- Provided passage -
★ ★ ★ ★ ★ ★ ★

Taipei Fine Arts Museum director Ping Lin remarks: “The Venice Biennale 
Taiwan Pavilion is an international platform. Once every two years, we 
gather the Taiwanese contemporary art world together to imagine what 
this platform can be. In recent years Taiwanese artists and art 
institutions have elevated their participation in the global art 
community, generating a more refined and complex network of connections. 
For this reason, the nominating committee employed a greater level of 
strategic thinking, coloring their artist recommendations with stronger 
overtones of global strategy. Shu Lea Cheang, a pioneer of net art, not 
only in Taiwan but around the world, emerged as the first choice.”

Cheang remarks: “Since my net art work /BRANDON/ (1998-1999), a 
trajectory charged with detours and deviations has teleported me to 
Palazzo delle Prigioni, Venice, where crimes and punishment are 
revisited in a 16th century prison setting. My growing up in Taiwan was 
much associated with a tightly controlled society under Taiwan's martial 
law (1949-1987). My return to Taiwan after decades of living abroad has 
exposed me to a liberated, intricate and generous new generation with 
whom I have only now begun to become acquainted. To be representing 
Taiwan in its current complex state is a tremendous task, and I am 
grateful to be accompanied on this venture by the visionary curator Paul 
B. Preciado and the dedicated VB team at the Taipei Fine Arts Museum.”

*Contemporary Net Art pioneer*
Shu Lea Cheang (1954-) grew up in Taiwan and established her own 
distinctive perspective of art while living in the West, quickly carving 
out a terrain of her own in the internet world. Considering herself a 
“digital nomad,” her artistic footprints span Asia, Europe and North 
America. Her work encompasses such forms as net art installation, 
feature-length films, and art actions, in which she explores and 
rethinks the middle ground between technology and humanity in the era of 
globalization, repeatedly engaging in dialectic on social and political 
issues such as gender and body politics, ethnic and cultural diversity, 
history, and the environment.

★ ★ ★ ★ ★ ★ ★

- Set of tasks -
A. In the Taiwan Pavilion text, repeat the part that opens with the words containing "Taipei Fine Arts Museum director" and closes with "network of connections.", swapping "platform" for "stage".
B. According to the Taiwan Pavilion text, what years did Taiwan's martial law span?

★ ★ ★ ★ ★ ★ ★

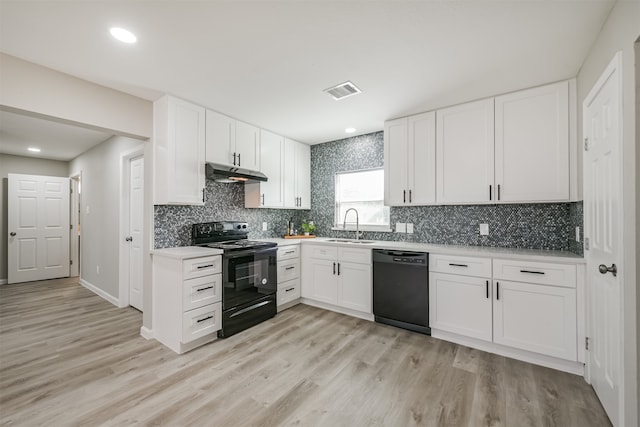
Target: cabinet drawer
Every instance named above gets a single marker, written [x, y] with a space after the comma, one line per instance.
[288, 252]
[288, 291]
[288, 270]
[201, 321]
[359, 256]
[201, 291]
[198, 267]
[535, 272]
[323, 252]
[464, 266]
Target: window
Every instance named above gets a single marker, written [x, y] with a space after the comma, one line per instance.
[364, 191]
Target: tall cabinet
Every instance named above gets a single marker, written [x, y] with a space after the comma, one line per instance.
[178, 152]
[409, 159]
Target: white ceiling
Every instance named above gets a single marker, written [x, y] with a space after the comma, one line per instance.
[58, 141]
[267, 62]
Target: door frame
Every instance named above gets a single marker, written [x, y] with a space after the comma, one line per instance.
[615, 66]
[123, 277]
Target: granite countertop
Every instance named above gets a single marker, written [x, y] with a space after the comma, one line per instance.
[186, 252]
[541, 255]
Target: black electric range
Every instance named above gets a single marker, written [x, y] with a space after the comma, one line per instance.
[249, 273]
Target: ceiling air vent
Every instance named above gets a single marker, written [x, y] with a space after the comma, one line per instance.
[343, 90]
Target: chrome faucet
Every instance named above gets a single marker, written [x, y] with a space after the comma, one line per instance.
[344, 223]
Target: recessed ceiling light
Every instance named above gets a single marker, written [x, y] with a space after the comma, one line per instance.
[123, 35]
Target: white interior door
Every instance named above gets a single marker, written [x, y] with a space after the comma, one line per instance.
[602, 198]
[136, 200]
[38, 221]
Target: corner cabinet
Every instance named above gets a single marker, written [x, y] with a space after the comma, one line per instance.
[178, 152]
[231, 142]
[409, 160]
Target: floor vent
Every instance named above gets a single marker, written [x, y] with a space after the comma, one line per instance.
[343, 90]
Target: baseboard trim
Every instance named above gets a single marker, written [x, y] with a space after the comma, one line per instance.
[113, 300]
[146, 333]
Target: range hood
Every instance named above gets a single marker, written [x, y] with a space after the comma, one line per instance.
[230, 174]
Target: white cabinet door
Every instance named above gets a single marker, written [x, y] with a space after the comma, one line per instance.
[247, 146]
[532, 144]
[355, 287]
[461, 305]
[303, 175]
[323, 281]
[221, 138]
[536, 318]
[179, 152]
[421, 160]
[464, 152]
[395, 162]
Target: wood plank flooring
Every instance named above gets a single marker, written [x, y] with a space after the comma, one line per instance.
[68, 357]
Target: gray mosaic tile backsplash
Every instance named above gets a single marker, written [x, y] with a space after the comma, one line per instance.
[536, 226]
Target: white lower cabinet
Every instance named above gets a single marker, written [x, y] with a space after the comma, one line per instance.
[536, 318]
[338, 276]
[288, 276]
[187, 298]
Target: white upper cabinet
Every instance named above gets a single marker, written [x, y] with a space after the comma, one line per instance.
[532, 144]
[464, 148]
[231, 142]
[297, 175]
[410, 166]
[269, 194]
[178, 152]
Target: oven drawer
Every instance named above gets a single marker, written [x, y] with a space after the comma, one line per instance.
[535, 272]
[201, 321]
[201, 291]
[288, 291]
[463, 266]
[288, 252]
[288, 270]
[198, 267]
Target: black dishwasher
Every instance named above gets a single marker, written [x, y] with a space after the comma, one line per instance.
[401, 289]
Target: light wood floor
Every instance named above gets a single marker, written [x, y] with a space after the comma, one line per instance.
[70, 358]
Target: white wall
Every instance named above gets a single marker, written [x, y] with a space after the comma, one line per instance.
[35, 90]
[26, 165]
[619, 34]
[100, 212]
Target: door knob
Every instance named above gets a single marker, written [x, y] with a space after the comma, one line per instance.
[604, 269]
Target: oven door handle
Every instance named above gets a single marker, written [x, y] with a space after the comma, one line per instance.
[252, 307]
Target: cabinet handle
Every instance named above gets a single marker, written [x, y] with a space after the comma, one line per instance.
[203, 319]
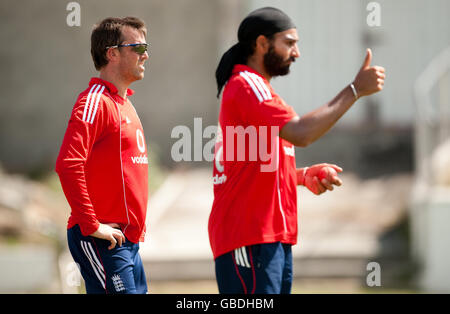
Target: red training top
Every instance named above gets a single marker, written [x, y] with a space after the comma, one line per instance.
[103, 165]
[255, 191]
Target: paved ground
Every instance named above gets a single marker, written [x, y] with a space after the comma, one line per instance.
[340, 232]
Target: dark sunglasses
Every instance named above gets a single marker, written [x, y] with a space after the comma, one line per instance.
[140, 48]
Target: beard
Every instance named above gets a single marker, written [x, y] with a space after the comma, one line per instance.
[275, 65]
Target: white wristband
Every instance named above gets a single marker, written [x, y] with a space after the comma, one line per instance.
[354, 91]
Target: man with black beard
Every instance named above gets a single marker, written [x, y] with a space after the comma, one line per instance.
[253, 221]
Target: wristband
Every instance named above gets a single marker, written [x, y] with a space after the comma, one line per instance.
[354, 91]
[304, 175]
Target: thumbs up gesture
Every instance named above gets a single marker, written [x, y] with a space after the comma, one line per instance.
[370, 79]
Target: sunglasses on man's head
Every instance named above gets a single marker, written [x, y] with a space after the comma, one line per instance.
[140, 48]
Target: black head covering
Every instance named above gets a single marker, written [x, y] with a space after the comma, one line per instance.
[265, 21]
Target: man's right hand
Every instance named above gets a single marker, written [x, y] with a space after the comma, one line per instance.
[111, 233]
[370, 79]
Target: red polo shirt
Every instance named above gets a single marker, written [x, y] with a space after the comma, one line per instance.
[102, 163]
[255, 191]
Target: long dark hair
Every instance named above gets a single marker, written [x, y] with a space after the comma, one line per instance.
[265, 21]
[237, 54]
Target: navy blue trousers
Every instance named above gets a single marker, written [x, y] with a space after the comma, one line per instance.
[257, 269]
[119, 270]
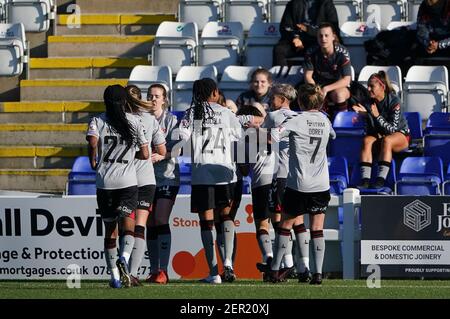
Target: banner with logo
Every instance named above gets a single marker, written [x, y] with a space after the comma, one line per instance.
[407, 236]
[50, 238]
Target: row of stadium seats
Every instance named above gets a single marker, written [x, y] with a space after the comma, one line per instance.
[434, 140]
[223, 43]
[425, 89]
[381, 11]
[35, 15]
[417, 176]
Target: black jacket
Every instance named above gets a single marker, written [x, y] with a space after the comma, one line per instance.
[324, 10]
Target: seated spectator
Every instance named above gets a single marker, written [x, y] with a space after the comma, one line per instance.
[229, 104]
[298, 27]
[261, 81]
[387, 128]
[433, 30]
[328, 65]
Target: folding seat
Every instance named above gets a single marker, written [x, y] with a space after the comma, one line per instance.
[144, 75]
[185, 80]
[393, 72]
[2, 11]
[246, 12]
[220, 44]
[261, 39]
[438, 123]
[175, 45]
[287, 74]
[34, 14]
[13, 49]
[385, 11]
[276, 9]
[426, 89]
[235, 80]
[437, 145]
[81, 178]
[348, 10]
[350, 131]
[388, 187]
[354, 34]
[420, 176]
[414, 9]
[411, 25]
[446, 184]
[338, 171]
[200, 11]
[185, 174]
[415, 127]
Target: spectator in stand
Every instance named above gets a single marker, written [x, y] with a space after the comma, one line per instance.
[299, 26]
[433, 30]
[261, 81]
[328, 65]
[387, 128]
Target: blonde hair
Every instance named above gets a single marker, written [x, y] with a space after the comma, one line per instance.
[285, 90]
[163, 88]
[383, 79]
[310, 97]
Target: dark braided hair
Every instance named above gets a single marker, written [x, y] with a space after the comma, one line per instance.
[201, 91]
[115, 98]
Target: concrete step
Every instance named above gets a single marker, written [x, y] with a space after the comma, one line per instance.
[83, 68]
[49, 112]
[63, 90]
[120, 6]
[34, 180]
[43, 134]
[111, 24]
[100, 46]
[26, 157]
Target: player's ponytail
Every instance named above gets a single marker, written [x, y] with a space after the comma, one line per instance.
[201, 92]
[115, 99]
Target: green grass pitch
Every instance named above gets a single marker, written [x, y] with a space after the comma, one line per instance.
[241, 289]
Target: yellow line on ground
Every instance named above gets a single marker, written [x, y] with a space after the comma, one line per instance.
[100, 38]
[37, 172]
[43, 127]
[146, 19]
[35, 107]
[16, 107]
[104, 19]
[72, 83]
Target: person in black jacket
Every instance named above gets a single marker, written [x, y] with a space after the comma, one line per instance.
[433, 29]
[299, 26]
[387, 128]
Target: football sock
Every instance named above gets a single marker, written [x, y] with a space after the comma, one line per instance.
[152, 247]
[128, 244]
[302, 239]
[208, 243]
[319, 248]
[284, 236]
[228, 234]
[111, 256]
[164, 244]
[138, 249]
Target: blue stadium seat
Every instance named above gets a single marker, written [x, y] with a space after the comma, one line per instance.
[355, 180]
[178, 114]
[438, 123]
[185, 175]
[420, 176]
[338, 170]
[415, 124]
[350, 130]
[437, 145]
[446, 184]
[81, 178]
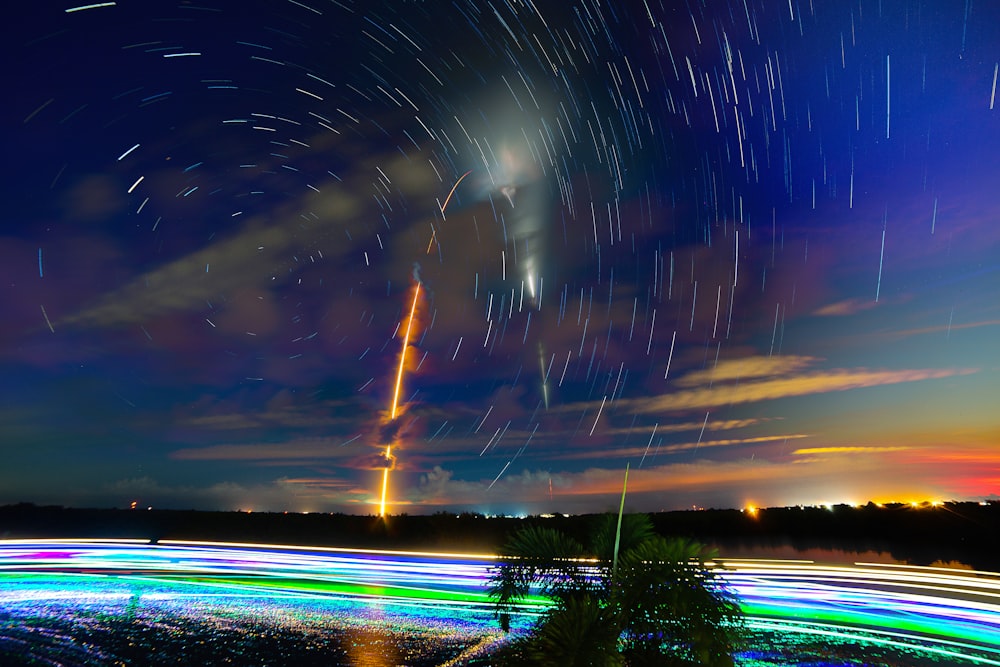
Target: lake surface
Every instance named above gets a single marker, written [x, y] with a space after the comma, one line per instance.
[105, 602]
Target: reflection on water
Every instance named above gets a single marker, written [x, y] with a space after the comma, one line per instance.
[86, 621]
[82, 604]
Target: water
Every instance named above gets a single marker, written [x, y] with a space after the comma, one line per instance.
[97, 603]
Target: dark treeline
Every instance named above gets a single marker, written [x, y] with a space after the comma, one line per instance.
[968, 533]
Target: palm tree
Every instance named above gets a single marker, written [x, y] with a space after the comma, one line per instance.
[661, 605]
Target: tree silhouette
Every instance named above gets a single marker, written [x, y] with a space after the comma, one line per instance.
[662, 605]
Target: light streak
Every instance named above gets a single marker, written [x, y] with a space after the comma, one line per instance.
[394, 407]
[453, 188]
[945, 613]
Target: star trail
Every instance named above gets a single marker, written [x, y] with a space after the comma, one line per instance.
[748, 248]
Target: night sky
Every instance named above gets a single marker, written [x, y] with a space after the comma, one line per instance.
[749, 249]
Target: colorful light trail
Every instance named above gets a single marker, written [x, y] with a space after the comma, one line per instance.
[947, 616]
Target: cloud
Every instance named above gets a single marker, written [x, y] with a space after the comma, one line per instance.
[283, 494]
[679, 447]
[845, 307]
[814, 382]
[746, 368]
[318, 449]
[880, 476]
[848, 450]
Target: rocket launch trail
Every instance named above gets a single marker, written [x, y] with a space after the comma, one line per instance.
[394, 407]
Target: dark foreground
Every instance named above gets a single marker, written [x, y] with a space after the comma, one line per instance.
[966, 533]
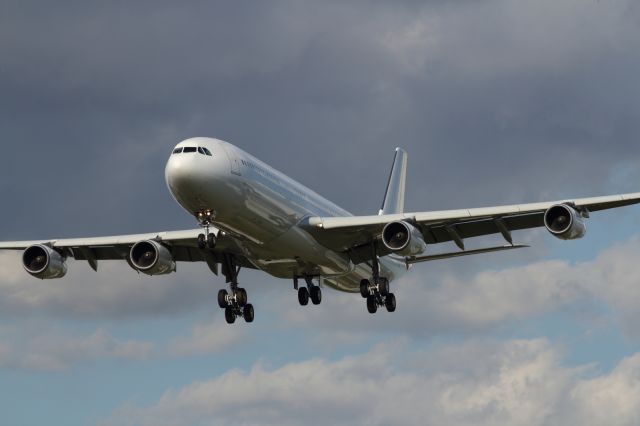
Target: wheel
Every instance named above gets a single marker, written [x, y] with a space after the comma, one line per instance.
[211, 241]
[390, 302]
[383, 286]
[303, 296]
[222, 298]
[230, 316]
[372, 305]
[364, 288]
[316, 295]
[247, 312]
[241, 296]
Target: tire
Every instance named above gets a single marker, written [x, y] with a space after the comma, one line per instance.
[372, 305]
[211, 241]
[222, 298]
[383, 286]
[364, 288]
[303, 296]
[316, 295]
[229, 315]
[241, 297]
[390, 302]
[247, 312]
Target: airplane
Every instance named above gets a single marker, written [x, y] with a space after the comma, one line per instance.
[253, 216]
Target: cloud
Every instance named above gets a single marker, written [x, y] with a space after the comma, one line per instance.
[116, 291]
[520, 382]
[207, 338]
[466, 303]
[58, 352]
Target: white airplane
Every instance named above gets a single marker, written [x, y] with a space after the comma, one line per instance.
[253, 216]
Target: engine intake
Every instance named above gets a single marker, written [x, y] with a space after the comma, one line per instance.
[44, 262]
[152, 258]
[403, 238]
[565, 222]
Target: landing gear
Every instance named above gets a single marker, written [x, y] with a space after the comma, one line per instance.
[303, 296]
[234, 302]
[310, 291]
[376, 290]
[206, 240]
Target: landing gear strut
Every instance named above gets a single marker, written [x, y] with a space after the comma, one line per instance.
[234, 301]
[377, 290]
[208, 239]
[310, 291]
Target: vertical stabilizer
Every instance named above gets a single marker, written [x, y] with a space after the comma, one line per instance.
[393, 201]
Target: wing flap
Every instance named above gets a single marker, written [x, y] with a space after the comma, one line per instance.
[350, 232]
[441, 256]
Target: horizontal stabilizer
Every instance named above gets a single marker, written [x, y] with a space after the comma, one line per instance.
[412, 260]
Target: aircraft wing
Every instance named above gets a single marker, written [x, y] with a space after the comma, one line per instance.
[351, 232]
[182, 244]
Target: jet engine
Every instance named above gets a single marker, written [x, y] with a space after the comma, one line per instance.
[152, 258]
[565, 222]
[44, 262]
[403, 238]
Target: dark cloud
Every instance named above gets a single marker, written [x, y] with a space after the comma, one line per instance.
[495, 102]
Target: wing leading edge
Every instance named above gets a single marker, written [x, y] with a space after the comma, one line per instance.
[350, 232]
[182, 244]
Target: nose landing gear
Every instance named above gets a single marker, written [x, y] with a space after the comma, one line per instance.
[311, 291]
[208, 239]
[234, 302]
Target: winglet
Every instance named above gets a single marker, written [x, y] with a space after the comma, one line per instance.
[393, 201]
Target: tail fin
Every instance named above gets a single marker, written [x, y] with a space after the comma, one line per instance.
[394, 195]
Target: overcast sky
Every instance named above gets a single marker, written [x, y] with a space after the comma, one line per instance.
[496, 101]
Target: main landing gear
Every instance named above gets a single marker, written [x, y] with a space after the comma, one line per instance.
[376, 290]
[234, 301]
[310, 291]
[206, 240]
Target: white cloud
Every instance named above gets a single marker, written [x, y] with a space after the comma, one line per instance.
[207, 338]
[453, 302]
[57, 352]
[520, 382]
[115, 291]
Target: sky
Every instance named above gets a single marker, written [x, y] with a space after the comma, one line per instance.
[496, 102]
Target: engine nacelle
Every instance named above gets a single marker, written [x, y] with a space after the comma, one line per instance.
[44, 262]
[152, 258]
[403, 238]
[565, 222]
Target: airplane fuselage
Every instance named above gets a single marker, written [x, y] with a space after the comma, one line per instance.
[265, 210]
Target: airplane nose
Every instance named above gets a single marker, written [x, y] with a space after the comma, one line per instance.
[183, 179]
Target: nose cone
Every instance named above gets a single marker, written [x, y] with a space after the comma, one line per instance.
[194, 169]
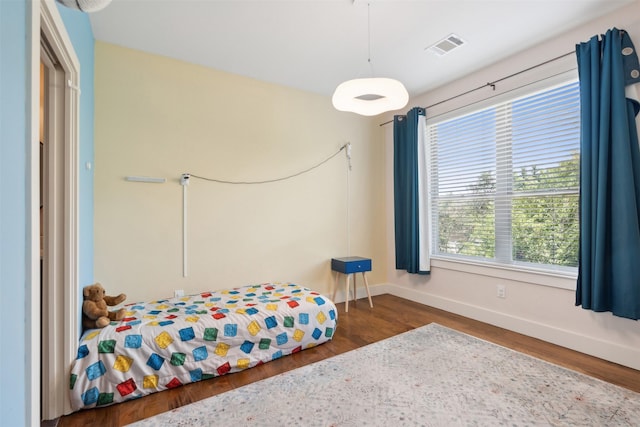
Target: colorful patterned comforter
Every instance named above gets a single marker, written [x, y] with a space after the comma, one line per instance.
[165, 344]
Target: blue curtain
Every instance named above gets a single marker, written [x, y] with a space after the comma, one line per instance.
[609, 259]
[408, 191]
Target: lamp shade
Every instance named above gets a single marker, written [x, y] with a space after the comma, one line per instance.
[85, 5]
[371, 96]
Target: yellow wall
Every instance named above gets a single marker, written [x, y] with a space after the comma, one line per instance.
[160, 117]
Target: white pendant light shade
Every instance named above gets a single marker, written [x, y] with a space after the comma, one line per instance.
[85, 5]
[370, 97]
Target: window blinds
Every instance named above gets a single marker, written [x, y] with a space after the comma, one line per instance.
[505, 180]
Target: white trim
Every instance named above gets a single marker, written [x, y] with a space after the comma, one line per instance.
[32, 327]
[61, 299]
[614, 352]
[510, 272]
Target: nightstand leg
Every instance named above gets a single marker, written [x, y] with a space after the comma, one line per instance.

★ ★ ★ ★ ★ ★ ★

- Solutions to each task -
A.
Taipei Fine Arts Museum director Ping Lin remarks: “The Venice Biennale 
Taiwan Pavilion is an international stage. Once every two years, we 
gather the Taiwanese contemporary art world together to imagine what 
this stage can be. In recent years Taiwanese artists and art 
institutions have elevated their participation in the global art 
community, generating a more refined and complex network of connections.

B. 1949 to 1987.